==== Extrait

# Jeu de manipulation



## nounoucat1 (8 Juillet 2022)

Pour le petit inactif qui observe je propose le jeu de graines. Pour le faire acheter de la semoule premier prix en remplir une petite bassine . Étaler au sol un drap poser la bassine de semoule ou céréales riz . Donner aux petits des récipients ou camions bennes petites pelles .transvaser remplir vider intéressent beaucoup les petits capables de jouer sans mettre à la bouche .
Avec mon petit on joue au chantier avec camions bennes ,toupie . Je suis plutôt moins bien équipée ma pelleteuse est une cuillère à soupe et mon camion benne un gobelet en plastique que je dois remplir et vider 150 fois dans le camion benne de mon petit chef de chantier. Ah oui on s'amuse bien disons 1 heure.
Sage précaution récupérer votre semoule bien comme il faut dans la bassine elle sert de nombreuses fois. Et vous ne finissez pas par en faire un plat. On joue ou on mange il faut choisir


----------



## Nantaise (8 Juillet 2022)

Merci de partager ,j’ai  jamais proposée la semoule aux petites


----------



## RBK81 (8 Juillet 2022)

Bonsoir, effectivement les Petits adorent, ici c'est un Best-seller mais avec du riz.


----------



## violetta (8 Juillet 2022)

Bonsoir.
Oh oui, les jeux de transvasements avec de la semoule, c'est vraiment génial. 
Moi je la mets dans une coque à  sable avec pleins de petits récipients,  pelle,  râteaux....
Les petits y rentrent pieds nus et allez,  comme à la plage !!!!


----------



## nounoucat1 (9 Juillet 2022)

Bonjour j'avais eu l'idée a des ateliers du relais ou on le faisait .c'est facile à organiser chez soi et succès garanti .seul consigne on ne fait pas voler la semoule. 
Bon week end je suis bouleversée par la mauvaise nouvelle lue sur le forum.


----------



## Mumu 46 (15 Juillet 2022)

Bonjour personnellement je met dans un bac rectangulaire des coquillettes avec tissus en dessous et plein de dînette ca fait un an maintenant ils adorent et y reste parfois assez longtemps


----------



## Griselda (3 Août 2022)

Ca fonctionne avec des coquillettes, du riz aussi mais c'est vrai qu'avec de la semoule on va avoir un effet semblable au sable.


----------



## NounouNam (3 Août 2022)

J ai jamais trop osé. Les enfants ne mettent pas à la bouche ?

========
==== Enregistrements

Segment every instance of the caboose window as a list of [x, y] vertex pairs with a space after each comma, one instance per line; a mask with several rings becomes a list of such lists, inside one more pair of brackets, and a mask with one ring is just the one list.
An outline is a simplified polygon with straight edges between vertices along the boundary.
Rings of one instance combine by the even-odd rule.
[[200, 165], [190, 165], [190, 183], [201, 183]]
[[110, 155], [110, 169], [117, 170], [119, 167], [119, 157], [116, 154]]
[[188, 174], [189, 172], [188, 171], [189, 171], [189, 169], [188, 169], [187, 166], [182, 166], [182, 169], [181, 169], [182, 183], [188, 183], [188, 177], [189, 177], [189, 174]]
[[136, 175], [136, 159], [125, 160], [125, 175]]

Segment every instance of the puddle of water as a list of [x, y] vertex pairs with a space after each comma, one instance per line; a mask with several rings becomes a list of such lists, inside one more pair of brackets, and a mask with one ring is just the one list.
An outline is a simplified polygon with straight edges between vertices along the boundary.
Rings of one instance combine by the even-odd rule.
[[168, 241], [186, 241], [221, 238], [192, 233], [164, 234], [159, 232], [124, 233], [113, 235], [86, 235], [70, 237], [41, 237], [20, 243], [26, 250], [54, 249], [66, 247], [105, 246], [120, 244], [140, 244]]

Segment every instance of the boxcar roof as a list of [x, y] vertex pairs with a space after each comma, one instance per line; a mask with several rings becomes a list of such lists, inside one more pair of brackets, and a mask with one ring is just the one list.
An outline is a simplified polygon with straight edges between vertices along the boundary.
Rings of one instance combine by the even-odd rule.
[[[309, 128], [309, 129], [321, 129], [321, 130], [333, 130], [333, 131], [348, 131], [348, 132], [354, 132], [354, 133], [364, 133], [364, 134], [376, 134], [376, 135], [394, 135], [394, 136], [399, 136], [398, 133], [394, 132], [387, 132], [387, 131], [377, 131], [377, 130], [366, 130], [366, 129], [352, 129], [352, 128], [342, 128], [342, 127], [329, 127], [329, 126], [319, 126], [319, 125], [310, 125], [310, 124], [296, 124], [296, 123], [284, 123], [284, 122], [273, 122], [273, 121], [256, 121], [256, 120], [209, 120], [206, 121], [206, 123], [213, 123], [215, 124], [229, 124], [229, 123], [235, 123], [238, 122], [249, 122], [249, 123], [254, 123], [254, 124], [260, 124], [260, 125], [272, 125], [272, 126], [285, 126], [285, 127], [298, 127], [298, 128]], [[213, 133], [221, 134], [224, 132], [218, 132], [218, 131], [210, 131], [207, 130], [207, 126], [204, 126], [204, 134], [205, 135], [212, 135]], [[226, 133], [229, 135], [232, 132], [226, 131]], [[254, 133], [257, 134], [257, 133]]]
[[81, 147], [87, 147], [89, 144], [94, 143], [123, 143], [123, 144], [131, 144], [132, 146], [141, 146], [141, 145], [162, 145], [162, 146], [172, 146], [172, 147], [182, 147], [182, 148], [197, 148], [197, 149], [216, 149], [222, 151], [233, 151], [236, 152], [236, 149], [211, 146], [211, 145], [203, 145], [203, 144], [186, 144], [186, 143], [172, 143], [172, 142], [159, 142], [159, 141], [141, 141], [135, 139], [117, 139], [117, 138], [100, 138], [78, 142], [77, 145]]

========

### Objectif
Poursuivez la discussion sur le jeu de transvasement de semoule pour les tout-petits, à la suite de son dernier message.

### Résultat de l'exercice
----------



## Griselda (3 Août 2022)

même si certains peuvent tenter de mettre à la bouche ce n'est pas plus grave que s'ils goutent le sable au bac à sable!


----------



## nounoucat1 (4 Août 2022)

Bonjour je fais ce jeu de manipulation a partir de 18 mois et plus 2ans 2ans et demi il n'y a pas de souci avec la petite consigne on ne met pas à la bouche . J'ai plus vu la semoule volait?!


----------



## Arc en ciel (30 Août 2022)

Moi je le fais dans une petite piscine gonflable avec de la semoule, des grosses pâtes , du sable, des cotillons, les petits adorent.


----------



## Arc en ciel (30 Août 2022)

Sinon il y aussi comme des bacs à sable gonflable 50x30 cm a peu près ou l’on joue avec de la farine, du supersand, l’hiver quand il fait trop froid, je leur met de la neige dedans et ils s’amusent à verser la neige, la mettre dans des récipients…


----------



## nounoucat1 (31 Août 2022)

De la vraie neige ??


----------



## Arc en ciel (31 Août 2022)

Oui, je prends de la neige ❄️ fraîche dans le jardin et je leur met dans le bac et ils jouent avec, je leur donne des verres, assiettes, couteaux, cuillères en plastique et ils découpent la neige, la transvase…


----------



## Arc en ciel (31 Août 2022)

Vous devez être inscrit pour voir cette image jointe » Je m'inscris


----------



## nounoucat1 (31 Août 2022)

Waouh original en Normandie la neige est rare.
Très bonne idée pour expliquer la neige l'hiver a tes petits. Mais j'espère que tu as une autorisation spéciale pour étouffer un petit a l'occasion 🤣


----------



## Arc en ciel (31 Août 2022)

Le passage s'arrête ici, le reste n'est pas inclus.